▶ Stated goal: The records that follow are to be repeated exactly, with the pictures removed.

(A block of data)
--*--

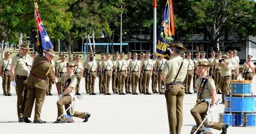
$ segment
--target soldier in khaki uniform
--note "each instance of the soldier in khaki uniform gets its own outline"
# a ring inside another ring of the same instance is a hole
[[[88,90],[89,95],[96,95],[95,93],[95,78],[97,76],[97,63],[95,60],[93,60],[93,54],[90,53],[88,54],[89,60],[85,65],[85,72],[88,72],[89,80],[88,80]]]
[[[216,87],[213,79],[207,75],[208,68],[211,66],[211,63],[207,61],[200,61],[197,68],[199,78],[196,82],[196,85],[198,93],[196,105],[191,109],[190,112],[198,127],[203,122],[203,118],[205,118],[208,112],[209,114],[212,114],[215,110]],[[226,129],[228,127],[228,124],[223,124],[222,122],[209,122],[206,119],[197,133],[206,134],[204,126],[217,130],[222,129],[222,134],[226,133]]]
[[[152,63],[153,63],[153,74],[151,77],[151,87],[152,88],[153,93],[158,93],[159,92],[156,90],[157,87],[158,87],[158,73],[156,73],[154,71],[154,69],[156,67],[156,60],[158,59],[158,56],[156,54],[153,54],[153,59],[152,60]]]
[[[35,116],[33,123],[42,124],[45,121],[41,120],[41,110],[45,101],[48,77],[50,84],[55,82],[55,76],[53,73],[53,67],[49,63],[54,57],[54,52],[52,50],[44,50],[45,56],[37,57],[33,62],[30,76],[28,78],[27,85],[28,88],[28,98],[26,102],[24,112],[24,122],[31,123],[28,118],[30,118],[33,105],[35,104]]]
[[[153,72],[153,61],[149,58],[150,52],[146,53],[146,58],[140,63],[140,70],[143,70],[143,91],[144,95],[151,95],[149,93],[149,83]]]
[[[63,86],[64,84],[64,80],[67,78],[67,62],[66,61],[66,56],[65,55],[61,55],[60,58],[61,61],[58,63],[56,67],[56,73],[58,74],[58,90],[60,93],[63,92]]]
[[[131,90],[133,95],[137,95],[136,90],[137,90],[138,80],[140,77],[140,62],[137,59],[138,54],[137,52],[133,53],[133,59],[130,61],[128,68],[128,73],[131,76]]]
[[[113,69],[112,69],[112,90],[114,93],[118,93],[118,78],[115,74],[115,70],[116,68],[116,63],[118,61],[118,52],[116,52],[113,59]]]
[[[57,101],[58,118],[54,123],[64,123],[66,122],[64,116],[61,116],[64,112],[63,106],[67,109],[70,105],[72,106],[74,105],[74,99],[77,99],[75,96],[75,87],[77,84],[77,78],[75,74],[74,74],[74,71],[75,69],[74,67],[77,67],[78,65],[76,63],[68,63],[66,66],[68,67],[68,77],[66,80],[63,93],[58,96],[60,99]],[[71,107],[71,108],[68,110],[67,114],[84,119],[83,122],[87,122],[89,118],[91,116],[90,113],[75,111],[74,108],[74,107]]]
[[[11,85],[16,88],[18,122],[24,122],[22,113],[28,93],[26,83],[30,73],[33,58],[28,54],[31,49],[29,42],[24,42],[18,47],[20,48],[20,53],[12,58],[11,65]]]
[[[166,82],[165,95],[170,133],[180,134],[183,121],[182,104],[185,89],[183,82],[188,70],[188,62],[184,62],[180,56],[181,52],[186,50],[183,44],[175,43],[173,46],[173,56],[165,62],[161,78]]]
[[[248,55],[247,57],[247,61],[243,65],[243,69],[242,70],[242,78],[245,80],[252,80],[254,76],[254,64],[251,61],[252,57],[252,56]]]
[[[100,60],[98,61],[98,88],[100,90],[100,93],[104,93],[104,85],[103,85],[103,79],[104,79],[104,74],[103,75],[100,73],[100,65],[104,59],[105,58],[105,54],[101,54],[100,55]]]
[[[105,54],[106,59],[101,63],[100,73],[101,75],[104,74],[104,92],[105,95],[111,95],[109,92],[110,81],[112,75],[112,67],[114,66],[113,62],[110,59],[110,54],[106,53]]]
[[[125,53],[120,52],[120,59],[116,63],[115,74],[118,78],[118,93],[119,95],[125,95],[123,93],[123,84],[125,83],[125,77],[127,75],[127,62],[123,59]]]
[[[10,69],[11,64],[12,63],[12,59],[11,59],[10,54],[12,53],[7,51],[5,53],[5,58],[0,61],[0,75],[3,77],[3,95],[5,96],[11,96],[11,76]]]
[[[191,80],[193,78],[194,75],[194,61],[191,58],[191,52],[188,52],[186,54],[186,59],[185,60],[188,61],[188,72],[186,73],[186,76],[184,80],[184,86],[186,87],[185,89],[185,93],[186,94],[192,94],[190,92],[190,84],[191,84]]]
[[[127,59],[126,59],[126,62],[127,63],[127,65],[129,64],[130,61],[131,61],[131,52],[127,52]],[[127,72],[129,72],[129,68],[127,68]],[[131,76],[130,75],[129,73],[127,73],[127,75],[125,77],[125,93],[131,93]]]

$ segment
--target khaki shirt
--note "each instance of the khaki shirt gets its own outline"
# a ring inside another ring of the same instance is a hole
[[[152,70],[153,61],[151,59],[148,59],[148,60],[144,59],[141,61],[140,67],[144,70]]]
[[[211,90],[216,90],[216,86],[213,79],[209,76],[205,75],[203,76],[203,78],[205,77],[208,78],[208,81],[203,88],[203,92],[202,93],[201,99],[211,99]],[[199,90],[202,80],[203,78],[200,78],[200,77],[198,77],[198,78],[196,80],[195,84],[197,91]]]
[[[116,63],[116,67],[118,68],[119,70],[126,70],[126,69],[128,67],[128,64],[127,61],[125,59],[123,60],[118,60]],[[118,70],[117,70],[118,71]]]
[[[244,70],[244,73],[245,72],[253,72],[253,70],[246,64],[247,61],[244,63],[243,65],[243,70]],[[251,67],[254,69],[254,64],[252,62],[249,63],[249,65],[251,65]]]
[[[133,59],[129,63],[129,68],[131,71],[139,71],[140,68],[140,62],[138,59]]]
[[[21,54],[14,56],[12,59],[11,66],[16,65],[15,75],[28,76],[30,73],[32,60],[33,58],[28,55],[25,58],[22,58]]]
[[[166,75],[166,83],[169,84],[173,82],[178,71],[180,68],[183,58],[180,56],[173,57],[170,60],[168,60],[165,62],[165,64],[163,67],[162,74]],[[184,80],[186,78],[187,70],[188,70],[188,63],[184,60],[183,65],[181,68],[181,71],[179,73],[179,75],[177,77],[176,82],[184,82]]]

--*--

▶ Full response:
$ segment
--target soldier in khaki uniform
--note "each instance of the soldier in khaki uniform gets its own outline"
# a ring inside another ring of the same instance is a hole
[[[88,90],[89,95],[96,95],[95,93],[95,78],[97,76],[97,63],[95,60],[93,60],[93,54],[90,53],[88,54],[89,60],[85,65],[85,72],[88,72],[89,80],[88,80]]]
[[[216,87],[213,79],[207,75],[208,68],[211,66],[211,63],[207,61],[200,61],[197,68],[199,78],[196,82],[196,85],[198,93],[196,105],[191,109],[190,112],[198,127],[203,122],[203,118],[205,118],[208,112],[209,114],[212,114],[215,110]],[[226,129],[228,127],[228,124],[223,124],[222,122],[209,122],[206,119],[197,133],[206,134],[204,126],[217,130],[222,129],[222,134],[226,133]]]
[[[152,63],[153,63],[153,74],[151,77],[151,87],[152,88],[153,93],[158,93],[159,92],[156,90],[157,87],[158,87],[158,73],[156,73],[154,71],[154,69],[156,67],[156,60],[158,59],[158,56],[156,54],[153,54],[153,59],[152,60]]]
[[[35,116],[33,123],[42,124],[45,121],[41,120],[41,110],[45,101],[48,77],[50,84],[55,82],[55,76],[53,73],[53,67],[49,63],[54,57],[54,52],[52,50],[44,50],[45,56],[37,57],[33,62],[30,76],[28,78],[27,85],[28,88],[28,98],[26,102],[24,112],[24,122],[31,123],[28,118],[30,118],[33,105],[35,104]]]
[[[153,72],[153,61],[149,58],[150,52],[146,53],[146,58],[140,63],[140,70],[143,70],[143,91],[144,95],[151,95],[149,93],[149,83]]]
[[[63,86],[64,84],[64,80],[67,78],[67,62],[66,61],[66,56],[65,55],[61,55],[60,58],[61,61],[58,63],[56,67],[56,73],[58,74],[58,90],[60,93],[63,92]]]
[[[131,90],[133,95],[137,95],[136,90],[137,90],[138,80],[140,77],[140,62],[137,59],[138,54],[137,52],[133,53],[133,59],[130,61],[128,68],[128,73],[131,76]]]
[[[113,69],[112,69],[112,90],[114,93],[118,93],[118,78],[115,74],[115,70],[116,68],[116,63],[118,61],[118,52],[116,52],[113,59]]]
[[[57,101],[58,118],[54,123],[64,123],[66,122],[64,116],[61,116],[64,112],[63,106],[67,109],[70,105],[72,106],[74,105],[74,99],[77,99],[75,96],[75,87],[77,84],[77,78],[75,74],[74,74],[74,71],[75,69],[74,67],[77,67],[78,65],[76,63],[68,63],[66,66],[68,67],[68,77],[66,80],[63,93],[58,96],[60,99]],[[71,107],[71,108],[68,110],[67,114],[84,119],[83,122],[87,122],[89,118],[91,116],[90,113],[75,111],[74,108],[74,107]]]
[[[11,85],[16,88],[18,122],[24,122],[22,113],[28,93],[26,83],[30,73],[33,58],[28,54],[31,49],[29,42],[24,42],[18,47],[20,48],[20,53],[12,58],[11,65]]]
[[[166,82],[165,95],[170,133],[180,134],[183,121],[182,104],[185,89],[183,82],[188,70],[188,62],[184,62],[180,56],[181,52],[186,50],[183,44],[175,43],[173,46],[173,56],[165,62],[161,78]]]
[[[248,55],[247,57],[247,61],[243,65],[243,69],[242,70],[242,78],[245,80],[252,80],[254,76],[254,64],[251,61],[252,57],[252,56]]]
[[[100,60],[98,61],[98,88],[100,90],[100,93],[104,93],[104,85],[103,85],[103,79],[104,79],[104,74],[103,75],[100,73],[100,65],[104,59],[105,58],[105,54],[101,54],[100,55]]]
[[[105,54],[106,59],[101,63],[100,73],[101,75],[104,74],[104,92],[105,95],[111,95],[109,92],[110,81],[112,75],[112,67],[114,66],[113,62],[110,59],[110,54],[106,53]]]
[[[125,53],[120,52],[120,59],[116,63],[115,74],[118,78],[118,93],[119,95],[125,95],[123,93],[123,84],[125,83],[125,77],[127,75],[127,62],[123,59]]]
[[[10,69],[11,64],[12,63],[12,59],[11,59],[10,54],[12,53],[7,51],[5,53],[5,58],[0,61],[0,75],[3,77],[3,95],[5,96],[11,96],[11,76]]]
[[[191,80],[193,78],[194,75],[194,61],[191,58],[191,52],[188,52],[186,54],[186,59],[185,60],[188,61],[188,72],[186,73],[186,76],[184,80],[184,86],[186,87],[185,89],[185,93],[186,94],[192,94],[190,92],[190,84],[191,84]]]
[[[127,59],[126,59],[126,62],[127,63],[127,65],[129,64],[130,61],[131,61],[131,52],[127,52]],[[127,72],[129,72],[129,68],[127,68]],[[131,76],[130,75],[129,73],[127,73],[127,75],[125,77],[125,93],[131,93]]]

$ segment
--target khaki shirt
--note "each instance of the khaki shirt gets its own outline"
# a ring inside another ring of the same instance is a hole
[[[152,70],[153,61],[151,59],[148,59],[148,60],[144,59],[141,61],[140,67],[144,70]]]
[[[211,90],[216,90],[216,86],[213,79],[209,76],[205,75],[203,76],[203,78],[205,77],[208,78],[208,81],[203,88],[203,92],[202,93],[201,99],[211,99]],[[199,90],[202,80],[203,78],[200,78],[200,77],[198,77],[198,78],[196,80],[195,84],[197,91]]]
[[[116,63],[116,67],[118,68],[119,70],[126,70],[126,69],[128,67],[128,64],[127,61],[125,59],[123,60],[118,60]],[[118,70],[117,70],[118,71]]]
[[[244,70],[244,73],[245,72],[253,72],[253,70],[246,64],[247,61],[244,63],[243,65],[243,70]],[[251,67],[254,69],[254,64],[252,62],[249,63],[249,65],[251,65]]]
[[[133,59],[129,63],[129,68],[131,71],[139,71],[140,68],[140,62],[138,59]]]
[[[21,54],[14,56],[12,59],[11,66],[16,65],[15,75],[28,76],[30,73],[32,60],[33,58],[28,55],[25,58],[22,58]]]
[[[166,75],[166,83],[169,84],[173,82],[178,71],[180,68],[183,58],[180,56],[173,57],[170,60],[168,60],[165,62],[165,64],[163,67],[162,74]],[[184,80],[186,78],[187,70],[188,70],[188,63],[184,60],[183,65],[181,68],[181,71],[179,73],[179,75],[177,77],[176,82],[184,82]]]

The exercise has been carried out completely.